Consegna
In due frasi, come riassumeresti l'articolo qui sotto sui medici morti di coronavirus?

Estratto pagina
_ _ _ _ _

Da Gallarate, vicino Varese, a Grumo Appula in provincia di Bari. Da Bologna a Terrazzo, duemila anime tra Verona e Rovigo. Non conosce zone bianche o zone rosse, il sacrificio silenzioso dei medici italiani sul fronte del coronavirus. Ieri si supera quota trecento morti: e forse non sarebbe eccessivo paragonarli ai trecento delle Termopili, immaginarli come guerrieri in camice bianco che si sono battuti per fermare l'avanzata del nemico.
Ma questi, a combattere sono stati mandati senza armi. Fin dall'inizio, dottori di ogni settore - dai medici di famiglia agli specialisti dei reparti di rianimazione - hanno denunciato la carenza dei più banali dispositivi di protezione, dai guanti monouso alle mascherine. Ma ieri dalla federazione nazionale degli Ordini dei medici arrivano i dati più disarmanti: anche adesso, nelle settimane cruciali della prima campagna vaccinale, i sanitari sono stati lasciati in seconda fila. Dovevano essere loro i primi a ricevere la profilassi, in realtà solo una parte delle dosi disponibili è stata iniettata a loro, o agli infermieri o agli anziani delle Rsa: su un milione e 300mila dosi, quasi quattrocentomila sono finite a chi non ne avrebbe avuto diritto. Centinaia di migliaia di medici continuano a restare al loro posto senza lo scudo del vaccino.
Sono due, ieri, i decessi che fanno raggiungere la triste vetta dei trecento medici caduti. A Reggio Calabria muore Bartolo Tarsia, medico di medicina generale, ovvero medico di base: aveva sessantanove anni, si era ammalato visitando un paziente, a fine anno era risultato positivo al tampone molecolare, per le prime settimane era riuscito a restare a casa; il 7 gennaio fa il peggioramento delle sue condizioni aveva costretto a ricoverarlo in ospedale, poi il passaggio in terapia intensiva. Tutto inutile. Poche ore prima di lui, a Gallarate era spirato Agostino Consolaro: era in pensione, ma in tutti questi mesi aveva continuato a visitare i pazienti bisognosi. Una dedizione che gli è stata fatale.

_ _ _ _ _

Elenco dati

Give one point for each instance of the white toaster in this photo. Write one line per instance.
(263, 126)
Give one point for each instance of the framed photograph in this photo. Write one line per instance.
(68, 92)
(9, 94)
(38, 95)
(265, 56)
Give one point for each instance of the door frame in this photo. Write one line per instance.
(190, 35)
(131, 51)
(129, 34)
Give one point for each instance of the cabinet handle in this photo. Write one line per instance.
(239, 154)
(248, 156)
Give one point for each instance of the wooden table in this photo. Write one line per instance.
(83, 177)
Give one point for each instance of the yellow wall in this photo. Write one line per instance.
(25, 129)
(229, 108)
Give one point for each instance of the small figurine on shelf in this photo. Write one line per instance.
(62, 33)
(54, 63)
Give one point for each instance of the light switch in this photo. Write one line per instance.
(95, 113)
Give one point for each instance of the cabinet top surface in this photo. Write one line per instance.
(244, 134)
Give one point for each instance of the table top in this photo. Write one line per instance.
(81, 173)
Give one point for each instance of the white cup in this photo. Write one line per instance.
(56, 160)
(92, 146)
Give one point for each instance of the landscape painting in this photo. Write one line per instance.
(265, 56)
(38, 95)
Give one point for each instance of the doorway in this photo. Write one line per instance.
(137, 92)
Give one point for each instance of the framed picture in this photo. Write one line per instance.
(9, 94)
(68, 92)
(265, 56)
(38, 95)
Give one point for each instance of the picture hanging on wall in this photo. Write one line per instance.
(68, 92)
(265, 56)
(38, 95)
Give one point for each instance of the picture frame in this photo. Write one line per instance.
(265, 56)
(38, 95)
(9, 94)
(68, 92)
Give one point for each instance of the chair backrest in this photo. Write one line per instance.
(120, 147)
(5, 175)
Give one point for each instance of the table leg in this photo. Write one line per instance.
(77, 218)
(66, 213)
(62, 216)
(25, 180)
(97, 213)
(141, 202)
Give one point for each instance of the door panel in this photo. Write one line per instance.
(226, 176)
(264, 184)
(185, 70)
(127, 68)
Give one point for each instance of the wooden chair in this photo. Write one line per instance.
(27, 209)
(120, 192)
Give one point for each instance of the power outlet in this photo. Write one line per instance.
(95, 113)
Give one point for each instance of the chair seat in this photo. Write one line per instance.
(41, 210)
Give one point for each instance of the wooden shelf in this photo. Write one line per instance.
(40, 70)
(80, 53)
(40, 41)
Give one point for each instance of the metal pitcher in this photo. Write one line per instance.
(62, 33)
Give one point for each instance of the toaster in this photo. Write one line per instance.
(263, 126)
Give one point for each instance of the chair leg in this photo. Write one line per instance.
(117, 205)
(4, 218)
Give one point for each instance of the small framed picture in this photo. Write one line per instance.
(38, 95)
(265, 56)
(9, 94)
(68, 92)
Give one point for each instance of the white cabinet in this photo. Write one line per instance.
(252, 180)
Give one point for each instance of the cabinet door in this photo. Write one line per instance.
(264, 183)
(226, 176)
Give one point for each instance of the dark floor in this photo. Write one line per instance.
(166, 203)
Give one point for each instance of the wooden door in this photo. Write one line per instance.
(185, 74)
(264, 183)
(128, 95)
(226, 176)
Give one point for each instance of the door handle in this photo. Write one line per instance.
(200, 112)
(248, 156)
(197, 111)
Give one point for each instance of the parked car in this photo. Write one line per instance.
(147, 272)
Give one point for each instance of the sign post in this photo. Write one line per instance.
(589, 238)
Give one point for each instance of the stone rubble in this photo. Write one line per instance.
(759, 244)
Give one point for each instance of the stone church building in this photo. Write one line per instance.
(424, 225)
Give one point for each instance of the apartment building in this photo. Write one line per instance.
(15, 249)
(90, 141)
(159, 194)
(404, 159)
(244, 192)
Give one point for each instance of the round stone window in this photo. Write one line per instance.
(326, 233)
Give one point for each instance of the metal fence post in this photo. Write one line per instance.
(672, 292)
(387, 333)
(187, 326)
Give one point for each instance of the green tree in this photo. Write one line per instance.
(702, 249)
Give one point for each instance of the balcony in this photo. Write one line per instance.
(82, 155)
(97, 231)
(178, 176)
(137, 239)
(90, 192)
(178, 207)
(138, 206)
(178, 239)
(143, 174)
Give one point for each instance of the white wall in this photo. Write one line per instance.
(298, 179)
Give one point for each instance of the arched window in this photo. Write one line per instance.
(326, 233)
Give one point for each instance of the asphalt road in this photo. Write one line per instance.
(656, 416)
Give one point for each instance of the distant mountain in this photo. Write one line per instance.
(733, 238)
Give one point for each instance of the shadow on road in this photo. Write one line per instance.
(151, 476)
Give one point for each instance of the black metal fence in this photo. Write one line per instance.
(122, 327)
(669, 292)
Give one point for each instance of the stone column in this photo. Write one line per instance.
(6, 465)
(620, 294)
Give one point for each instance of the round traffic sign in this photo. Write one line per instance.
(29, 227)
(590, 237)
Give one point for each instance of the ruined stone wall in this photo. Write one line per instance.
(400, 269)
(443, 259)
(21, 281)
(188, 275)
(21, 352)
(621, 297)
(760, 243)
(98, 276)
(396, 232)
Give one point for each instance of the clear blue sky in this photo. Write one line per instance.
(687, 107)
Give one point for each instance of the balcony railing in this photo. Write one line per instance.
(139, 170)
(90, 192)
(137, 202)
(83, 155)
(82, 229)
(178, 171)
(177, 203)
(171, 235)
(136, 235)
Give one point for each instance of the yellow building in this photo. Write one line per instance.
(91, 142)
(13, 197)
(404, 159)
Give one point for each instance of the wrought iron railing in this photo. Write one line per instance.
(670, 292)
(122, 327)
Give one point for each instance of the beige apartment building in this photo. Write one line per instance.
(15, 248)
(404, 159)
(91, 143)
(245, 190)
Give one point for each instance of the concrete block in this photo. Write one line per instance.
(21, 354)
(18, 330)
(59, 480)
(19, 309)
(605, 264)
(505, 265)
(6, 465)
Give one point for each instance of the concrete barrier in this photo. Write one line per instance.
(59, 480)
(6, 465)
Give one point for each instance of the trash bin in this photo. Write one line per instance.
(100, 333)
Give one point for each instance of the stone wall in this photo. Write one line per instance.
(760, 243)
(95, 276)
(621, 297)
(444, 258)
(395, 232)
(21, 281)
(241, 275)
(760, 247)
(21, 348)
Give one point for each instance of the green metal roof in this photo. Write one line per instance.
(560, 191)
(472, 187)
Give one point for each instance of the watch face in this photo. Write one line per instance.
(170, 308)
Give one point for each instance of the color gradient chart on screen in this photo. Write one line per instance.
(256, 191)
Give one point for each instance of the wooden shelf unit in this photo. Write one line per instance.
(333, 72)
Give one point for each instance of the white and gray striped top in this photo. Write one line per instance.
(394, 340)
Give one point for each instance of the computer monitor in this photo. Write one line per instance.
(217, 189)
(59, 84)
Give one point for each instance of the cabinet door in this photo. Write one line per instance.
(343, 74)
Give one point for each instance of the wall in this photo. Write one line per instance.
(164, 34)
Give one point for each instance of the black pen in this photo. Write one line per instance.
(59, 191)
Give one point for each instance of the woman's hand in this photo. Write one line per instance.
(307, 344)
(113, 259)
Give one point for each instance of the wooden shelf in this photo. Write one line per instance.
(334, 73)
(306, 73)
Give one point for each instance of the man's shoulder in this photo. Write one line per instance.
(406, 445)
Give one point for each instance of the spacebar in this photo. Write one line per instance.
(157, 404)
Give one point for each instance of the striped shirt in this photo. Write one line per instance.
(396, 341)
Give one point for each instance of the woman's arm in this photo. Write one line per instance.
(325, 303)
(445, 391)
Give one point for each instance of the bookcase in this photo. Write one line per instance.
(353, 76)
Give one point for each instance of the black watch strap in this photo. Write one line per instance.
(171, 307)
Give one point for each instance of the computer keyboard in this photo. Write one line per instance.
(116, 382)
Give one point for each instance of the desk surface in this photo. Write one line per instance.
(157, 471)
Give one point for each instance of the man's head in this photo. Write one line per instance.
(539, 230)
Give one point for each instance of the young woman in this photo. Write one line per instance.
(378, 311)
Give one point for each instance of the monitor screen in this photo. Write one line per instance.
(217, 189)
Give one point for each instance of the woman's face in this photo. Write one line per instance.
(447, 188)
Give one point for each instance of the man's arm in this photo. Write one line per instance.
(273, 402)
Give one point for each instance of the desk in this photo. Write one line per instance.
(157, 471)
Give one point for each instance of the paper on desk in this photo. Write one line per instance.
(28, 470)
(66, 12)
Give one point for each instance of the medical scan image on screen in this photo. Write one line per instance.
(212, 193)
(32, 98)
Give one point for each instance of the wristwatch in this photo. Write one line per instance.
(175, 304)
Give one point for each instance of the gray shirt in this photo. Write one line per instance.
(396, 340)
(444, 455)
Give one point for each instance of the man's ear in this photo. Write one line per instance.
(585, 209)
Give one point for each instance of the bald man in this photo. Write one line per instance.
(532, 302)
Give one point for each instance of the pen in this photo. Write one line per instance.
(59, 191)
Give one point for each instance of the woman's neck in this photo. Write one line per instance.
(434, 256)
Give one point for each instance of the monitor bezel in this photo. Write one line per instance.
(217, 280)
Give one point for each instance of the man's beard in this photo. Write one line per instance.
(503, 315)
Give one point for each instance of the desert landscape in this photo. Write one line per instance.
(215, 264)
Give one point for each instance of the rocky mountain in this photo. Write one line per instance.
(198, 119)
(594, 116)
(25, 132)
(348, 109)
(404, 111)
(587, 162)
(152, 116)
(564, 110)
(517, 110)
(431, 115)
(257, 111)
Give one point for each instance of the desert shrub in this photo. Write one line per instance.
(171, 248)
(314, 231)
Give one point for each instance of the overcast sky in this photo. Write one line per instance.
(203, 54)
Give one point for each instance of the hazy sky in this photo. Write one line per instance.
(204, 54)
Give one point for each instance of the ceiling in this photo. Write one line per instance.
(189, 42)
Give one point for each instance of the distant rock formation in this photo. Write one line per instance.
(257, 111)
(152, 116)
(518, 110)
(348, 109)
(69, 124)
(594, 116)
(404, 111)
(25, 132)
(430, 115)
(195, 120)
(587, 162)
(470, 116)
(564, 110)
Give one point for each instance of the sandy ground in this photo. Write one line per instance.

_ _ _ _ _

Risultato
Con due nuovi decessi, quelli di Bartolo Tarsia a Reggio Calabria e di Agostino Consolaro a Gallarate, i medici italiani morti per il coronavirus superano quota trecento, dopo essere stati mandati a combattere senza nemmeno i più banali dispositivi di protezione. Secondo la federazione nazionale degli Ordini dei medici, anche nella campagna vaccinale i sanitari sono rimasti in seconda fila: su un milione e 300mila dosi, quasi quattrocentomila sono finite a chi non ne avrebbe avuto diritto.